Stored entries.

::::::::

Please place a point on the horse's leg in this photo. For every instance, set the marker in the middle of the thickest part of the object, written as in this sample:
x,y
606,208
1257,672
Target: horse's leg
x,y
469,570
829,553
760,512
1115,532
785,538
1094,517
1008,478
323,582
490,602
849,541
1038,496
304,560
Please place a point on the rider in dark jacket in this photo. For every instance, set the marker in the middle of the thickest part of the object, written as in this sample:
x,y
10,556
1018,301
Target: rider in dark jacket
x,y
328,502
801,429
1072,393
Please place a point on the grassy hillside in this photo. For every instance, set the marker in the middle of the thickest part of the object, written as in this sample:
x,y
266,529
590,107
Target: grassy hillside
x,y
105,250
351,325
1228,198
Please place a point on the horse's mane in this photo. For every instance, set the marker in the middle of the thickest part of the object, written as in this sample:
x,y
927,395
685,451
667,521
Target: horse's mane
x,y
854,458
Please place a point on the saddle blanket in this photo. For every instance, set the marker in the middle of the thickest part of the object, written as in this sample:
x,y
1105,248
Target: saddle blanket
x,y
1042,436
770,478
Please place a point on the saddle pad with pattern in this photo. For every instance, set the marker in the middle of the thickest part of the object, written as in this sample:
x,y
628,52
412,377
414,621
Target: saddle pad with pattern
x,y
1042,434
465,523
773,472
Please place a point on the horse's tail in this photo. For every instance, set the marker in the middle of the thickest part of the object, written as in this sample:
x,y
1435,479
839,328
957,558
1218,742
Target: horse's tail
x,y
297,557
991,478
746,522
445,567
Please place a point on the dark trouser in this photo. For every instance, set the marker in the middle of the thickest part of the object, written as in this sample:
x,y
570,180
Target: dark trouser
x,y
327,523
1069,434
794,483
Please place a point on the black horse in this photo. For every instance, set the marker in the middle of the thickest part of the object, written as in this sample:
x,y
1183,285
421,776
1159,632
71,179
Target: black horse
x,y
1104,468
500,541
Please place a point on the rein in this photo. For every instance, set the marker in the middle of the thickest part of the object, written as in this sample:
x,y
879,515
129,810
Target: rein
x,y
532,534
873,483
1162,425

::::::::

Task statement. Only the data above, repeated exactly, should make up the reply.

Exercise result.
Please place a point on the horse's leg in this photo. For every instance, set the marker in the middle of the thickest part of the object, written as in this sample:
x,y
606,208
1257,672
Target: horse's leg
x,y
469,570
829,553
760,512
1115,532
785,538
1094,517
1008,478
323,582
490,602
849,541
1038,496
304,560
Please place a point on the rider in dark jacket in this photo. For every instance, set the marker in the middle of the thickest part of the object, written as in this sample:
x,y
10,556
1018,301
Target: rider in dark jacket
x,y
328,502
801,429
1072,393
Please place a point on the grassy hillside in this photo. For every instance, set the marker in the middle of the thickest part of the object, written as in this sample:
x,y
266,529
590,107
Target: grassy hillside
x,y
105,250
351,325
1228,198
Please place a point on the horse's mane in this photo. For every instance, set the marker in the middle of the thickest part of the object, written as in this sample:
x,y
927,395
685,451
667,521
Target: horse's mane
x,y
854,458
Please place a point on the saddle blanket in this photo. For every instance, set the marker in the middle of the thickest part of the object, written as in this sample:
x,y
1105,248
Target: saddle blanket
x,y
1042,436
770,478
Please place a point on the saddle pad with pattern in this photo. For every instance, set the marker in the middle of the thickest part of the object, written as in this sample:
x,y
628,52
412,377
414,621
Target: saddle pad with pattern
x,y
1042,434
465,523
773,472
Please place a point on the horse's tail in this photo. For every instance, set the marker in the middle of the thickest part of the object, written as in this sample:
x,y
1435,479
839,328
957,558
1218,742
Target: horse's tail
x,y
297,557
991,478
746,522
445,567
Please place a point on the dark trouser in this photo. For every instance, set the marker in the middle of the thickest part of the object, written as in this sample:
x,y
570,180
Target: dark trouser
x,y
327,523
1069,434
794,483
Please place a point on the black horse in this photo. For every instance, set the marker in the middle of the thickest part of the object, written as in this sample:
x,y
1183,285
421,776
1159,632
71,179
Target: black horse
x,y
1104,468
500,541
Please place a point on the rein in this photo. For every instance, set the marker in the middle of the thickest part of the object, written as in this sample:
x,y
879,515
129,810
Target: rein
x,y
532,534
873,483
1162,425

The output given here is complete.